— START Document excerpt —

There are perhaps social reasons why Coward never allowed the love affair to be consummated. His main market was the middle classes who, in 1938, when Brief Encounter was set – remember the play was from 1936 - saw themselves as the moral backbone of Britain.

To have allowed adultery might well have turned sympathy for Laura and her dilemma into hostility while, in 1945, just after a war when relationships had been in turmoil with men away fighting and life on a nightly knife edge, the decision of Laura to end the relationship before it crossed a moral line, perhaps spoke of a return to normality, leaving what happened in the war behind.

Rice has introduced some clever touches in her direction, little actions that bring laughs, or create characters all helped by a flexible set from Neil Murray. She cleverly blends the laughs and comedy with the intense developing relationship, keeping the two separate even though they are side by side.

— END Document excerpt —
— START Material shown —

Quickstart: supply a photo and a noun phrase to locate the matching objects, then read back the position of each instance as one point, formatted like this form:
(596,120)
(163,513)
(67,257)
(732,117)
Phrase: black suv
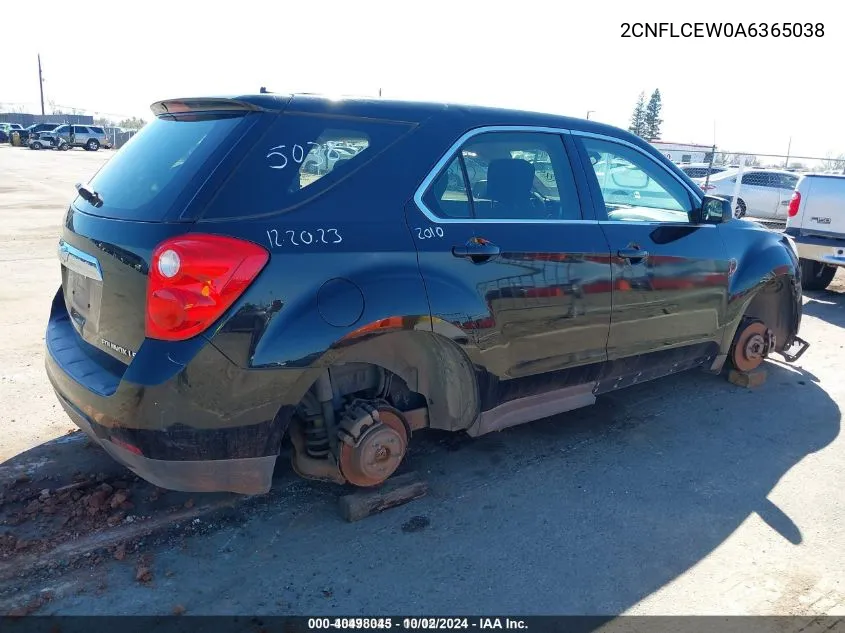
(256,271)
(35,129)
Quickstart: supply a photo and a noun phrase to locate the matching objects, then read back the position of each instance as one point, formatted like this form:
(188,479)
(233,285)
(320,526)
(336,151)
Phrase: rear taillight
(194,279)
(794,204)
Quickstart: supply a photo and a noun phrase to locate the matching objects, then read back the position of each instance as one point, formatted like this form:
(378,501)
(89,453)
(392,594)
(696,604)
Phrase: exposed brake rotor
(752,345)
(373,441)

— END Material shown —
— START Material shown —

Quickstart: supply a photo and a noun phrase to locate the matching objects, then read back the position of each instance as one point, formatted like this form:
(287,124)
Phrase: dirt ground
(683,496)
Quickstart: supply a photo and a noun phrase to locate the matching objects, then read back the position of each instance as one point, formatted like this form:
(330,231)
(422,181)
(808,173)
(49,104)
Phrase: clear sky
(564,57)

— END Material shown —
— START Material shown —

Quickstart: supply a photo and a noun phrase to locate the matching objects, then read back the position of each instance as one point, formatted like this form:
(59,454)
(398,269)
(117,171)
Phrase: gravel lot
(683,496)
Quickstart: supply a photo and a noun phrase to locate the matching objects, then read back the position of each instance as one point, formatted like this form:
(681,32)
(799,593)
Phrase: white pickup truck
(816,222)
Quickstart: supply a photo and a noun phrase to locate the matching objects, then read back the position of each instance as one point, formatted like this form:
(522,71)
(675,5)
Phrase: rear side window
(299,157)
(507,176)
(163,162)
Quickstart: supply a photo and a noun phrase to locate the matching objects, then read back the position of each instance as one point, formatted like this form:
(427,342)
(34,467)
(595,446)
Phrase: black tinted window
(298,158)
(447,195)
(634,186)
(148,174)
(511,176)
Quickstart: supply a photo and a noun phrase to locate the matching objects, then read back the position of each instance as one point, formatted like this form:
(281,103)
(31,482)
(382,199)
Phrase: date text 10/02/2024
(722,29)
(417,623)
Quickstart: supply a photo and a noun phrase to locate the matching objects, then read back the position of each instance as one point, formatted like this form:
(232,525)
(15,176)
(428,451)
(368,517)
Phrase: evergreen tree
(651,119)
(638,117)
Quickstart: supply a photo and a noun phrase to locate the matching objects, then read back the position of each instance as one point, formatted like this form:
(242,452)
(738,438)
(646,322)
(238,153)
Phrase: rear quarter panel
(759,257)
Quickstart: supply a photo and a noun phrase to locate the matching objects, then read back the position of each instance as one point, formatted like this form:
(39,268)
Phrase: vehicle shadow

— END Material shown —

> [Task statement]
From the passage on Brief Encounter, print word for word the part that begins with the words containing "To have allowed" and ends with "side by side.".

> [Solved exercise]
To have allowed adultery might well have turned sympathy for Laura and her dilemma into hostility while, in 1945, just after a war when relationships had been in turmoil with men away fighting and life on a nightly knife edge, the decision of Laura to end the relationship before it crossed a moral line, perhaps spoke of a return to normality, leaving what happened in the war behind.

Rice has introduced some clever touches in her direction, little actions that bring laughs, or create characters all helped by a flexible set from Neil Murray. She cleverly blends the laughs and comedy with the intense developing relationship, keeping the two separate even though they are side by side.